Supplied material:
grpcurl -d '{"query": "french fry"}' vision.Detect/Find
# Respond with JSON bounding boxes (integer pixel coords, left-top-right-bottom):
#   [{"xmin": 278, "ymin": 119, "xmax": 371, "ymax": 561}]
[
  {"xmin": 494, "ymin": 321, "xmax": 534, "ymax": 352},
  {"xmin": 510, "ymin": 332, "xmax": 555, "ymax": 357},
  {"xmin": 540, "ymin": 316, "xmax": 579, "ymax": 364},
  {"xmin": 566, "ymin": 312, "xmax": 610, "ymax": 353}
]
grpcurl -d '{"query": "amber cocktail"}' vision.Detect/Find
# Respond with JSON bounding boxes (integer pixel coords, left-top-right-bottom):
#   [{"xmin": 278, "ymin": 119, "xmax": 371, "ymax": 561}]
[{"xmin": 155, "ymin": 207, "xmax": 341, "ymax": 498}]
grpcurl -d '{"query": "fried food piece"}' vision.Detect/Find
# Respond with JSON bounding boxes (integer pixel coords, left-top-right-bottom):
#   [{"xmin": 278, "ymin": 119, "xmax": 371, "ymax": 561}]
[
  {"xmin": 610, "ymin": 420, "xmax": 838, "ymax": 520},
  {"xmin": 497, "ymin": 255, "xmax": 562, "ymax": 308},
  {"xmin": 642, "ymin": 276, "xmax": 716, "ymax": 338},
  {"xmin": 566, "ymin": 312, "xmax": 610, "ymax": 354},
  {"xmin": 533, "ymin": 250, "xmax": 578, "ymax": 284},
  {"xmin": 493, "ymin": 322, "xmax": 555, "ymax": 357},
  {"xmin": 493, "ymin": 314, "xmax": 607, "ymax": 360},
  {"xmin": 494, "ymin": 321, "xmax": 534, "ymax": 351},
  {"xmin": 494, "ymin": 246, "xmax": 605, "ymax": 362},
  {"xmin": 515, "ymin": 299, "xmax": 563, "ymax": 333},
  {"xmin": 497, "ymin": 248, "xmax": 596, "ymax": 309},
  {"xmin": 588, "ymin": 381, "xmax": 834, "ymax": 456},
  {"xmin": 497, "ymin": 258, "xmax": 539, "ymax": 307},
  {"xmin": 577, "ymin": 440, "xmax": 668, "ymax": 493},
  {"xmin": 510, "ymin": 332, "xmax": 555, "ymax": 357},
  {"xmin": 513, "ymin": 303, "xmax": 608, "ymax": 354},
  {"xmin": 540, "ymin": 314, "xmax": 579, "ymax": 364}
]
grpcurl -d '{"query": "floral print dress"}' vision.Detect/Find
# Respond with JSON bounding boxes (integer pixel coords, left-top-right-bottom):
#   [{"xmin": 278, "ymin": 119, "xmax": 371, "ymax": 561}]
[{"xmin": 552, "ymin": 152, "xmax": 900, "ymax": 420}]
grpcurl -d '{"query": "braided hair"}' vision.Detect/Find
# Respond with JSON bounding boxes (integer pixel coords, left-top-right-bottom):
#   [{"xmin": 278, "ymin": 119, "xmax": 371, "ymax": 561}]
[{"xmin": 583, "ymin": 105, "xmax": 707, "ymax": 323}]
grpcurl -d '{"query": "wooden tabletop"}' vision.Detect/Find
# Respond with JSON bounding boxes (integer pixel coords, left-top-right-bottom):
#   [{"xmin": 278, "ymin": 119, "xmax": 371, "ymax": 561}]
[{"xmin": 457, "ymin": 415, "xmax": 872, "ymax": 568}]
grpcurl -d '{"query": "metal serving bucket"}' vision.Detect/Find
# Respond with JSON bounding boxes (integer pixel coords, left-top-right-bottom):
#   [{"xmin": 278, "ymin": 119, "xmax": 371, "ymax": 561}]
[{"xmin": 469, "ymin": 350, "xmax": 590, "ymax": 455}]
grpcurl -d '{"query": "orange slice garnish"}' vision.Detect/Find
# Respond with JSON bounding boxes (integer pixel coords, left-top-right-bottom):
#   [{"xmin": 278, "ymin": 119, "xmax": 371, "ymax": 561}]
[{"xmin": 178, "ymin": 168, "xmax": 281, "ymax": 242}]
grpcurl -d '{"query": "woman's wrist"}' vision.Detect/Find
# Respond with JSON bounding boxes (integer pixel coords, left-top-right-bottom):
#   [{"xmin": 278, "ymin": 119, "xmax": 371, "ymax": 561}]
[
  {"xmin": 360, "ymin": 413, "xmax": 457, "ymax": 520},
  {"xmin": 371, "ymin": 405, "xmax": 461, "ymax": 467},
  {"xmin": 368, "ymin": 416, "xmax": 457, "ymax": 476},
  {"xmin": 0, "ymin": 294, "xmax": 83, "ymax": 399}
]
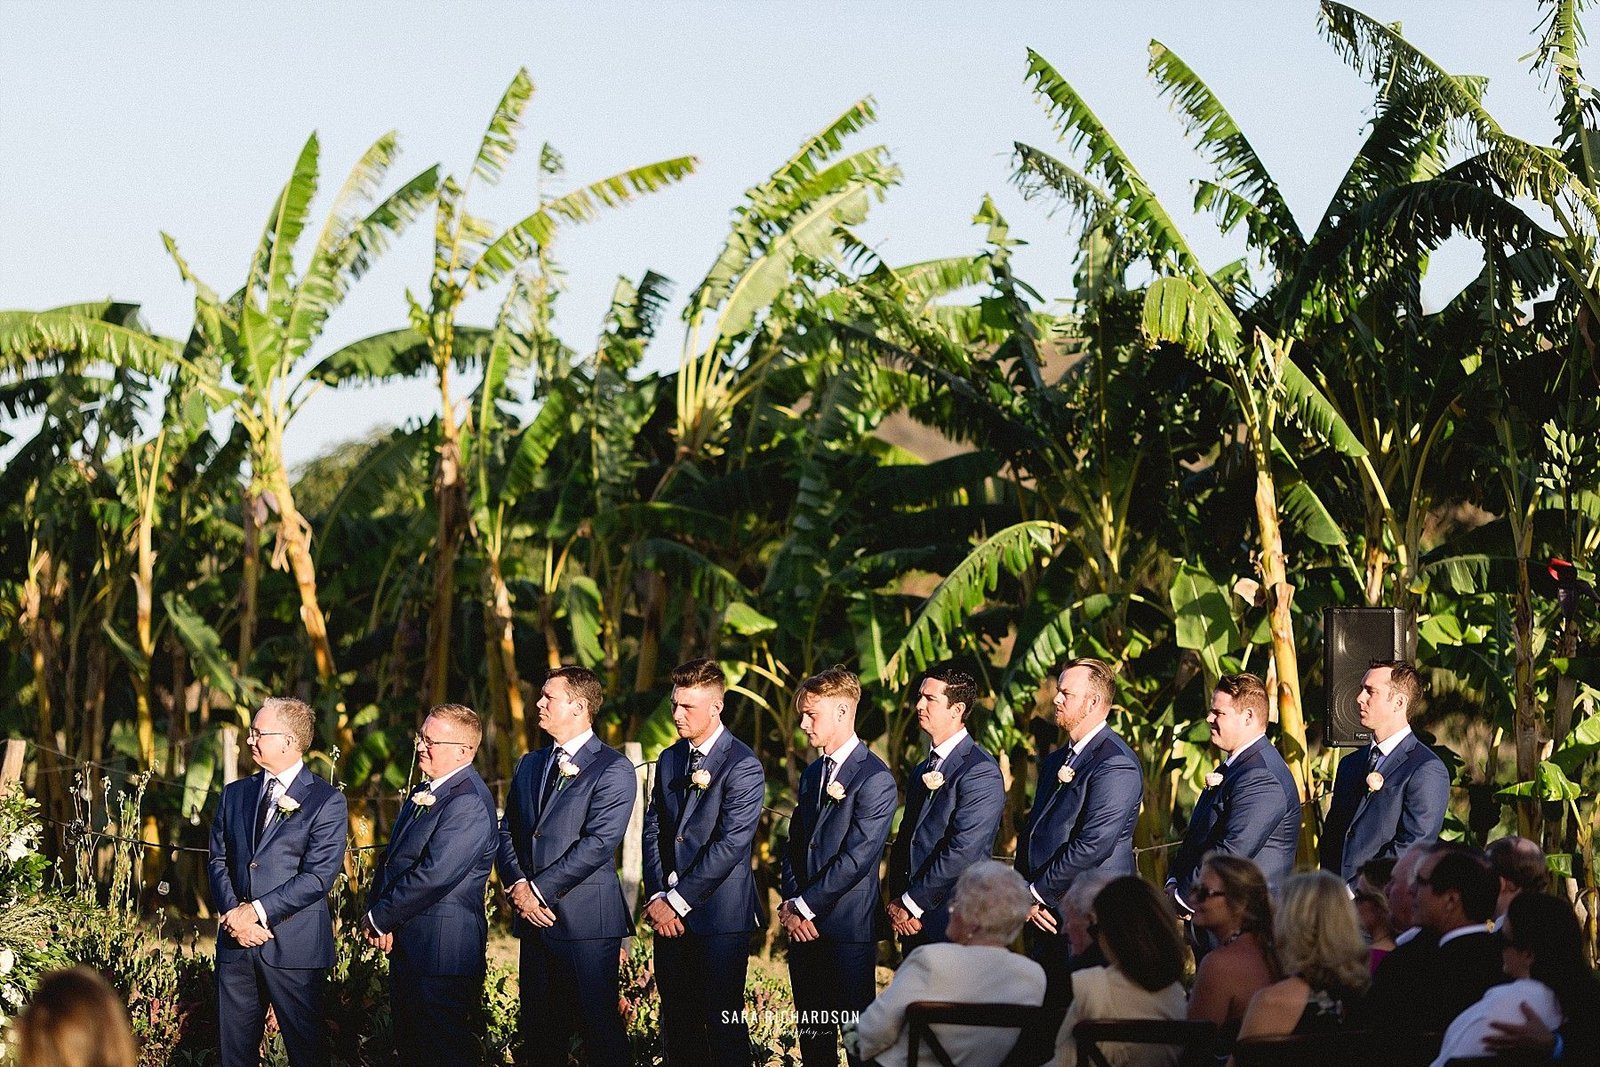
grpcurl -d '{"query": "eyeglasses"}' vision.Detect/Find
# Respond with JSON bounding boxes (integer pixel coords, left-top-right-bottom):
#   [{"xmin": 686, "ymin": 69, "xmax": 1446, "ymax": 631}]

About this task: Whenever a line of the material holds the word "Detect", copy it out.

Your solution:
grpcurl -d '{"query": "french fry"}' vision.Detect/Find
grpcurl -d '{"query": "amber cocktail"}' vision.Detect/Find
grpcurl -d '{"query": "fried food piece"}' vision.Detect/Find
grpcurl -d '{"query": "floral print dress"}' vision.Detect/Find
grpcurl -d '{"query": "braided hair"}' vision.Detect/Find
grpcurl -d '{"query": "wooden tabletop"}' vision.Detect/Find
grpcurl -d '{"query": "metal serving bucket"}' vision.Detect/Find
grpcurl -d '{"query": "orange slice garnish"}' vision.Detect/Find
grpcurl -d '{"query": "woman's wrist"}' vision.Detect/Find
grpcurl -d '{"query": "eyeglasses"}' vision.Detect/Find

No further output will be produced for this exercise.